STATED GOAL: Transcribe all the records with complete accuracy.

_ _ _ _ _ _ _

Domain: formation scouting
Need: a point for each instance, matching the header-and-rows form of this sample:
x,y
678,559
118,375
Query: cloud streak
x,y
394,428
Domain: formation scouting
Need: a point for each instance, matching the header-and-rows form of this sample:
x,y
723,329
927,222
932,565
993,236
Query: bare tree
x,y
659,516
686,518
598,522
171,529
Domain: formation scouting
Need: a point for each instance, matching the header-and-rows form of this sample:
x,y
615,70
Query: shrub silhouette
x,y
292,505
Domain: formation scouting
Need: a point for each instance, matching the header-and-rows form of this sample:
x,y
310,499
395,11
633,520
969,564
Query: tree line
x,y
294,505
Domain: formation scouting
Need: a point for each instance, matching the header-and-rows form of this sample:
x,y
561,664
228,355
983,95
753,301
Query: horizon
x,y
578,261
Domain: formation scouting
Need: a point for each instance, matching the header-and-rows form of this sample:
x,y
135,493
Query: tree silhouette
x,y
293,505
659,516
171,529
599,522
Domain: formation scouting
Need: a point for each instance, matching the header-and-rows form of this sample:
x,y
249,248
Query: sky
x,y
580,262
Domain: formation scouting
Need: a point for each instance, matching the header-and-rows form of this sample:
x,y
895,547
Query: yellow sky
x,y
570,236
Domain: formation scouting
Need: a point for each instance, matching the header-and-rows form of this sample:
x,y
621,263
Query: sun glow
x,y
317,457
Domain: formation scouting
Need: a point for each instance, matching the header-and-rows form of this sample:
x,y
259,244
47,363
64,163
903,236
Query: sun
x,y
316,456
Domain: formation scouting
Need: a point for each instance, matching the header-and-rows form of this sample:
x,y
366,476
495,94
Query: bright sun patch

_ _ _ _ _ _ _

COMPLETE RESPONSE:
Domain: formation scouting
Need: a point for each instance, matching the header-and-rows form of this sample:
x,y
678,559
118,375
Query: cloud streak
x,y
394,428
Domain: formation scouting
Need: a point for each instance, matching the header-and-rows form of this sample:
x,y
723,329
927,222
932,565
993,236
Query: bare tree
x,y
659,516
686,518
598,522
171,529
Domain: formation scouting
Need: a point for each instance, matching the header-and-rows form of this sample:
x,y
615,70
Query: shrub silhouette
x,y
292,505
Domain: formation scouting
Need: a point for each instance, matching the header-and-rows form of this sample:
x,y
310,499
395,11
633,520
969,564
Query: tree line
x,y
294,505
Domain: formation scouting
Need: a point for each instance, matching the header-and-rows form of this sample:
x,y
561,664
228,355
983,95
753,301
Query: horizon
x,y
578,261
Domain: formation scouting
Need: a point for each instance, matching the header-and-rows form of this sample:
x,y
135,493
Query: tree silhouette
x,y
293,505
659,516
171,529
599,522
Domain: formation scouting
Need: a point for each instance, matching the header-and-rows form of this sample:
x,y
249,248
Query: sky
x,y
580,262
Domain: formation scouting
Need: a point for each instance, matching the header-and-rows form of this sample:
x,y
895,547
Query: yellow sky
x,y
570,236
Domain: formation scouting
Need: a point for each instance, matching the header-and-rows form of this sample:
x,y
621,263
Query: sun glow
x,y
317,457
Domain: formation scouting
Need: a point for each instance, matching the header-and-rows form of this sample:
x,y
259,244
47,363
64,163
903,236
Query: sun
x,y
316,456
Domain: formation scouting
Need: a point for each instance, matching the header-and-rows form of this sample:
x,y
366,476
495,94
Query: bright sun patch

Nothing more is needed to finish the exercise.